* **Required work**
Starting at the top of the records below, write out each line exactly as it stands, stopping after the line with "POLYGON ((69 153, 75 136, 11 146, 69 153))"; exclude the pictures.

[Items from a dataset]
╭──

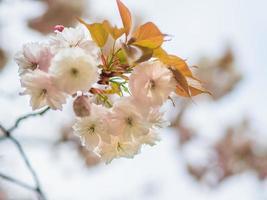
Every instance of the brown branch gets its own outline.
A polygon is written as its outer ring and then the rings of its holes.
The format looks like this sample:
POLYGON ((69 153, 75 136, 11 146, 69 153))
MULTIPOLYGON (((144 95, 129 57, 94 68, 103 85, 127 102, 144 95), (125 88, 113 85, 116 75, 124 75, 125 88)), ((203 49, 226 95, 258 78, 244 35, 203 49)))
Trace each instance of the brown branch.
POLYGON ((15 183, 16 185, 19 185, 19 186, 21 186, 21 187, 23 187, 25 189, 32 190, 32 191, 36 192, 36 188, 35 187, 32 187, 32 186, 28 185, 27 183, 24 183, 24 182, 22 182, 20 180, 17 180, 15 178, 10 177, 10 176, 7 176, 7 175, 5 175, 5 174, 3 174, 1 172, 0 172, 0 177, 2 179, 5 179, 5 180, 9 181, 9 182, 15 183))
POLYGON ((17 184, 17 185, 22 186, 22 187, 24 187, 24 188, 27 188, 27 189, 29 189, 29 190, 33 190, 33 191, 35 191, 35 192, 38 194, 38 196, 40 197, 39 199, 41 199, 41 200, 46 200, 46 197, 45 197, 45 195, 44 195, 44 193, 43 193, 43 191, 42 191, 42 189, 41 189, 39 178, 38 178, 38 176, 37 176, 37 174, 36 174, 34 168, 32 167, 32 165, 31 165, 31 163, 30 163, 30 161, 29 161, 27 155, 25 154, 25 152, 24 152, 24 150, 23 150, 23 148, 22 148, 22 145, 20 144, 20 142, 19 142, 16 138, 14 138, 14 137, 11 135, 11 133, 12 133, 12 131, 14 131, 16 128, 18 128, 19 124, 20 124, 22 121, 24 121, 25 119, 28 119, 28 118, 30 118, 30 117, 34 117, 34 116, 40 116, 40 115, 43 115, 43 114, 45 114, 49 109, 50 109, 50 108, 48 107, 48 108, 45 108, 44 110, 42 110, 42 111, 40 111, 40 112, 30 113, 30 114, 21 116, 21 117, 19 117, 19 118, 15 121, 14 125, 11 126, 11 128, 9 128, 9 129, 5 129, 5 128, 0 124, 0 130, 1 130, 1 131, 3 132, 3 134, 4 134, 2 137, 0 137, 0 141, 1 141, 1 140, 4 140, 4 139, 9 139, 9 140, 16 146, 16 148, 18 149, 18 151, 19 151, 19 153, 20 153, 20 155, 21 155, 21 157, 22 157, 22 159, 23 159, 25 165, 27 166, 27 169, 29 170, 29 172, 30 172, 31 175, 32 175, 32 178, 33 178, 33 180, 34 180, 34 182, 35 182, 35 187, 31 187, 31 186, 29 186, 29 185, 27 185, 27 184, 25 184, 25 183, 23 183, 23 182, 21 182, 21 181, 19 181, 19 180, 16 180, 16 179, 14 179, 14 178, 12 178, 12 177, 6 176, 6 175, 1 174, 1 173, 0 173, 0 177, 2 177, 2 178, 4 178, 5 180, 8 180, 8 181, 10 181, 10 182, 12 182, 12 183, 14 183, 14 184, 17 184))
POLYGON ((49 109, 50 109, 50 108, 47 107, 47 108, 45 108, 44 110, 42 110, 42 111, 40 111, 40 112, 29 113, 29 114, 27 114, 27 115, 24 115, 24 116, 19 117, 19 118, 15 121, 14 125, 13 125, 11 128, 8 129, 8 132, 11 133, 11 132, 14 131, 16 128, 18 128, 19 124, 20 124, 22 121, 24 121, 25 119, 28 119, 28 118, 30 118, 30 117, 35 117, 35 116, 38 116, 38 115, 41 116, 41 115, 45 114, 49 109))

╰──

* **Task result**
Every instance of the brown branch gets its own outline.
A polygon is written as its outer ring and then the rings of its holes.
The format looks like this sample:
POLYGON ((69 153, 75 136, 11 146, 69 153))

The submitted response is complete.